» **GIVEN EXERCISE 1**
Retype the stretch of the small business energy market update from "The UK temperatures" through "the week before." word for word.
» **GIVEN EXERCISE 2**
Write what comes next in the small business energy market update, picking up after its last sentence.

» **SUPPLIED PASSAGE**
Small Business Energy Market Update Tues 13 Aug 19
What has happened to Gas prices this week?
Small Business Energy Market Update Tues 13 Aug 19: Prices have generally eased off over the course of the week, with all contract tenures reported on decreasing in value in comparison to the last issue sent on 5th August. There has been a brief spell where prices increased over a number of days, with some short volatility, however all in all prices are down.
The UK temperatures delivered below seasonal average for the previous working week, which helped to suppress gas demand. In addition to cooler temperatures, the UK faced strengthening renewable generation amid blustery and stormy conditions. The CCGT demand significantly reduced falling to total of 30mcm. With reduced temperatures and higher wind levels the gas burn for power generation halved in comparison to the week before.

» **STORED RECORDS**

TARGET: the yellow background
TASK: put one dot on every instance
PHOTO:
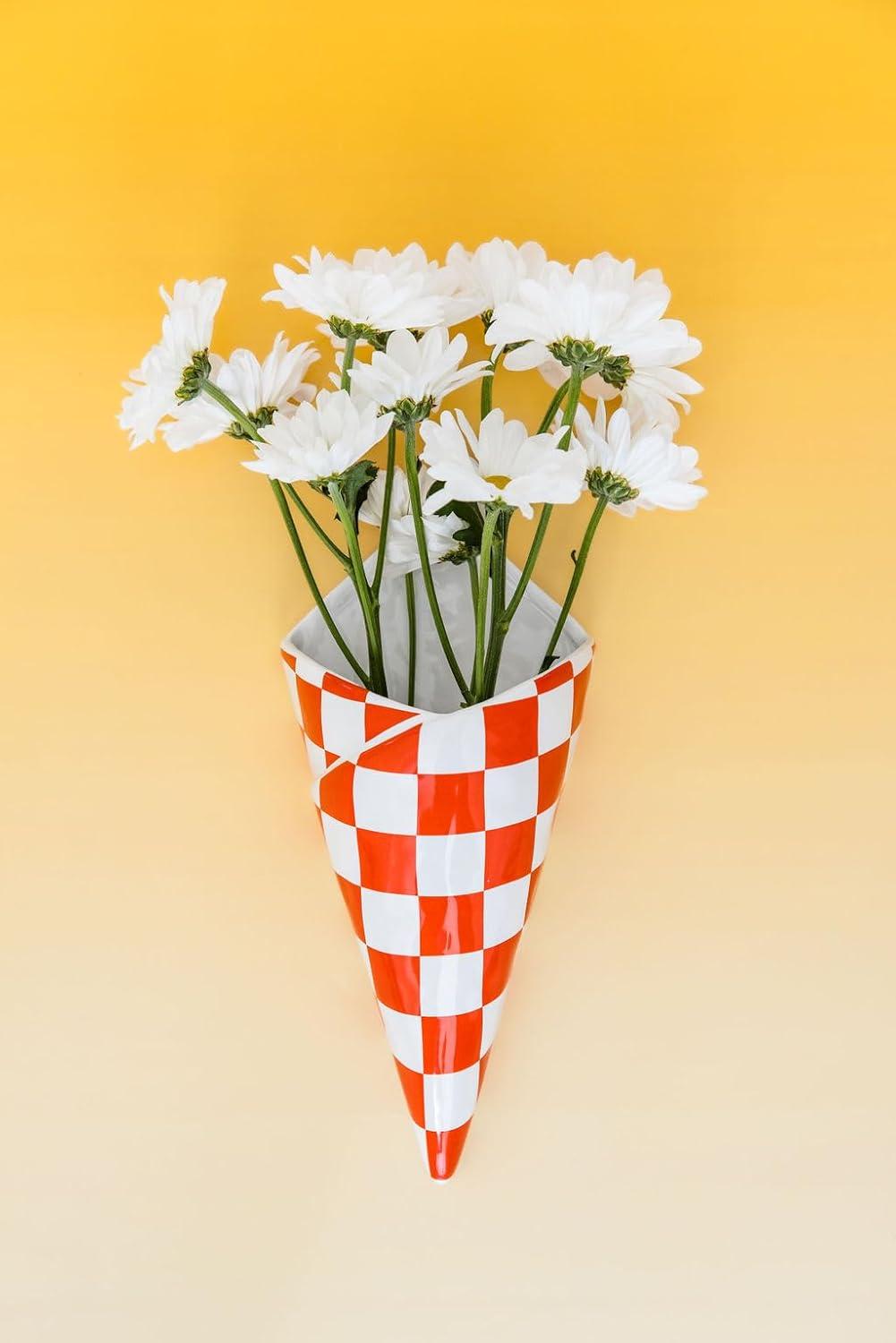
(687, 1131)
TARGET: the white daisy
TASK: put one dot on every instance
(257, 389)
(492, 274)
(411, 376)
(376, 292)
(402, 552)
(617, 319)
(319, 441)
(164, 372)
(637, 469)
(508, 465)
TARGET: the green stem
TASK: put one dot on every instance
(488, 384)
(574, 387)
(554, 407)
(414, 491)
(316, 528)
(371, 622)
(384, 518)
(316, 593)
(233, 408)
(474, 582)
(499, 598)
(411, 636)
(485, 564)
(348, 359)
(576, 577)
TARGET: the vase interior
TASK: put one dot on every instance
(435, 690)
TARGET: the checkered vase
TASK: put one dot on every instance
(437, 827)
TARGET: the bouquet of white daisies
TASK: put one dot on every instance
(448, 491)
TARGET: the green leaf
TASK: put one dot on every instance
(354, 483)
(469, 537)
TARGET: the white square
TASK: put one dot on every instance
(525, 690)
(449, 1099)
(579, 660)
(341, 843)
(391, 923)
(316, 757)
(405, 1034)
(309, 671)
(341, 724)
(555, 716)
(450, 865)
(491, 1018)
(543, 825)
(384, 802)
(453, 743)
(511, 794)
(504, 911)
(450, 985)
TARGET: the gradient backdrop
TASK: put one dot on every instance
(687, 1131)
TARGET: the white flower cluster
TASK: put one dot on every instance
(538, 313)
(597, 330)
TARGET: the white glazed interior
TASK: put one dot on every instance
(435, 689)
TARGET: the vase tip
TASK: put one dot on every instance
(442, 1151)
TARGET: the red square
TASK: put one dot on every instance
(397, 980)
(344, 689)
(508, 853)
(309, 706)
(413, 1088)
(378, 717)
(452, 1042)
(450, 803)
(555, 677)
(352, 897)
(551, 770)
(397, 755)
(450, 924)
(388, 862)
(336, 792)
(511, 731)
(579, 689)
(496, 967)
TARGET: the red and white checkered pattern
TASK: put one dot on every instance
(437, 827)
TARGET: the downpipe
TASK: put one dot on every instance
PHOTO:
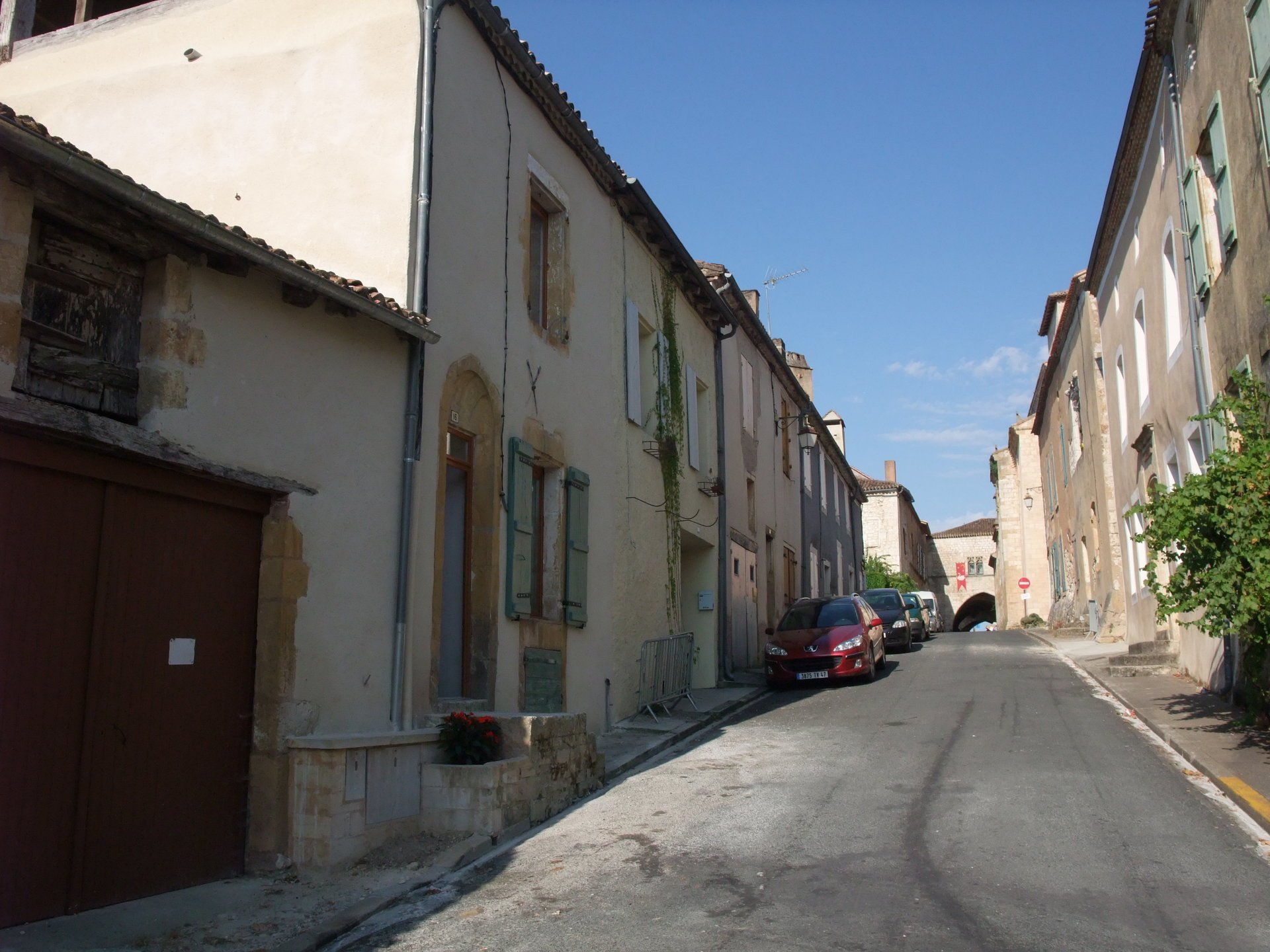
(417, 295)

» **REPLY 1**
The UK temperatures delivered below seasonal average for the previous working week, which helped to suppress gas demand. In addition to cooler temperatures, the UK faced strengthening renewable generation amid blustery and stormy conditions. The CCGT demand significantly reduced falling to total of 30mcm. With reduced temperatures and higher wind levels the gas burn for power generation halved in comparison to the week before.

» **REPLY 2**
The UK gas system was comfortable for the last working week, aided by higher renewables as discussed above. On 4th August, Norwegian maintenance on infrastructure calmed leading to strong flows into the UK. The prompt prices, influencing a 12-month tenure saw prices fall as the DA and front month contracts lost value.
Oil prices have consistently fallen over the past week as a weaker demand outlook amid poor economic data and continuation of the US/ China trade war pressured the market. The Chinese yuan saw a sharp fall against the US dollar on 5th August, leading to Donald Trump branding China as a currency manipulator. Following a recent escalation in the trade war between the countries, Oil prices have slipped below $60 as forecast demand weakens as China need less of the commodity due to a slowing economy.
Carbon prices had climbed to close just below €30/t leading to some support on the far curve over recent weeks. Since 5th August and the last SME report to be sent Carbon prices have fallen close to day on day, dropping from €29.50 to €26.95 currently. Weak auction results has slowed the demand for compliance buying and helped to reduce the commodity price. Coal prices also shed some value, which helped to further reduce demand on gas as generators were able to burn Coal more cheaply helping to further pressure the gas curve.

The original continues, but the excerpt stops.